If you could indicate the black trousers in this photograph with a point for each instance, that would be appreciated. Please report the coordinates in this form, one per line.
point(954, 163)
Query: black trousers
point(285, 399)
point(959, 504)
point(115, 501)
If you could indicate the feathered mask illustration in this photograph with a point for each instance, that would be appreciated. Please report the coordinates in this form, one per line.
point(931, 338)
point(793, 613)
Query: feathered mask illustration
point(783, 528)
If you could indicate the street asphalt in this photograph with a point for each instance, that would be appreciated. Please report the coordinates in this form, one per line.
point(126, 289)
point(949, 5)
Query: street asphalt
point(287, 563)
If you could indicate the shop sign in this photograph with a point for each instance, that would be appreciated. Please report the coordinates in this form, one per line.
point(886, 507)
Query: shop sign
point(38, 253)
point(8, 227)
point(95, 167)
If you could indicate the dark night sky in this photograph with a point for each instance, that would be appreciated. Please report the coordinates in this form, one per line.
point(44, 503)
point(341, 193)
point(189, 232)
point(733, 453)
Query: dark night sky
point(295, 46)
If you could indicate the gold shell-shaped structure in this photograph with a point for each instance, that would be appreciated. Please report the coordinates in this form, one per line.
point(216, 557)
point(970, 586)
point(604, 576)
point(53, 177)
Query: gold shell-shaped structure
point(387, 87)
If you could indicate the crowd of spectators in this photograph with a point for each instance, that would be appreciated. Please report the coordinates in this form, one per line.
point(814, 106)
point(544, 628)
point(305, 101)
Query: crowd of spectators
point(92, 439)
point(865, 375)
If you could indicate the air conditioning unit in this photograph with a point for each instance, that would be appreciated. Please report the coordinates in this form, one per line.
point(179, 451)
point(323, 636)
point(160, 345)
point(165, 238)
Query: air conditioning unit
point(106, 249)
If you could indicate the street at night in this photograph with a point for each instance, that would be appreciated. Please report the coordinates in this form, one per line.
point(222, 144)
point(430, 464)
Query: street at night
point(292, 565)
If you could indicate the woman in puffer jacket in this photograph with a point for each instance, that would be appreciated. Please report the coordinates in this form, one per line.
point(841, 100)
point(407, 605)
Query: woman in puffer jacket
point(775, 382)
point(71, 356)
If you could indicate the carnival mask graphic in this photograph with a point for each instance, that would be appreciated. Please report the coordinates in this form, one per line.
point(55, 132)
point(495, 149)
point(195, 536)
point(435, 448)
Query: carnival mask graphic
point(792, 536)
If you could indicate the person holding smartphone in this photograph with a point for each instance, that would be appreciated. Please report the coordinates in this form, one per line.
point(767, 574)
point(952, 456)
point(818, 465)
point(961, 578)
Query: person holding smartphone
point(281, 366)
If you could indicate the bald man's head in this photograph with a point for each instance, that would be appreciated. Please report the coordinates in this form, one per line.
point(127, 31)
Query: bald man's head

==*==

Extract all of the data exactly as written.

If you could indicate the black trousers in this photograph with a point for each instance, that would be appreciated. Please report the coordinates in this form, one per line.
point(954, 163)
Query: black trousers
point(285, 399)
point(959, 504)
point(115, 501)
If you could indicate the feathered mask illustration in this photograph with a point for each instance, that would be appreciated. Please report the coordinates in this form, one per line.
point(931, 338)
point(793, 613)
Query: feathered mask illustration
point(783, 528)
If you could indicate the street asphalt in this photograph with a point for each instance, that would be appreciated. Please report the coordinates in this form, one per line.
point(126, 289)
point(949, 5)
Query: street asphalt
point(287, 563)
If you could indicate the shop sign in this photograph with a point for each instance, that would be appreciated. Please report the coordinates in this form, one per line.
point(886, 507)
Query: shop sign
point(38, 253)
point(8, 227)
point(95, 167)
If you could indicate the dark night sky in this photograph with a point for each instance, that would be appreciated. Please report the coordinates in this form, one per line.
point(44, 503)
point(341, 193)
point(189, 232)
point(733, 453)
Query: dark night sky
point(295, 46)
If you could indicate the gold shell-shaped structure in this photograph with a point for each instance, that would be appreciated. Please report the coordinates in this form, one per line.
point(216, 557)
point(970, 586)
point(604, 576)
point(53, 177)
Query: gold shell-shaped structure
point(387, 87)
If you could indicate the crowd of spectators in this photograph with a point for each instance, that would be appreciated. Please report the coordinates in this form, one per line.
point(814, 106)
point(544, 628)
point(305, 101)
Query: crowd of spectators
point(92, 439)
point(865, 375)
If you could indicate the air conditioning unit in this photograph with a point for each instance, that would be appreciated. Please report the coordinates in this form, one per line.
point(179, 451)
point(323, 636)
point(160, 345)
point(165, 238)
Query: air conditioning unit
point(106, 249)
If you could indicate the street at night in this photograph with a point for each instance, that would be appreciated. Please report the coordinates in this form, one per line.
point(222, 144)
point(430, 464)
Query: street at night
point(292, 565)
If you could indicate the woman in puffer jacket in this photograph with a point for each instance, that would be appreciated. Please report the coordinates in this form, one per line.
point(841, 100)
point(407, 605)
Query: woman in puffer jacket
point(775, 382)
point(71, 356)
If you could indicate the carnival mask graphic in this photograph with a point for each instance, that would be appreciated. Please report the coordinates in this form, one per line.
point(55, 132)
point(495, 149)
point(195, 536)
point(435, 448)
Query: carnival mask graphic
point(792, 536)
If you could indicate the person holding smartphone in this photograph with a point for each instance, that would be appreciated. Please report the coordinates in this form, one per line.
point(767, 574)
point(952, 456)
point(818, 465)
point(961, 578)
Query: person holding smartphone
point(281, 366)
If you could indicate the bald man's head in this photograph with a point for each instance, that would be appreciated. Please report the coordinates in this form, one per line.
point(127, 31)
Query: bald man's head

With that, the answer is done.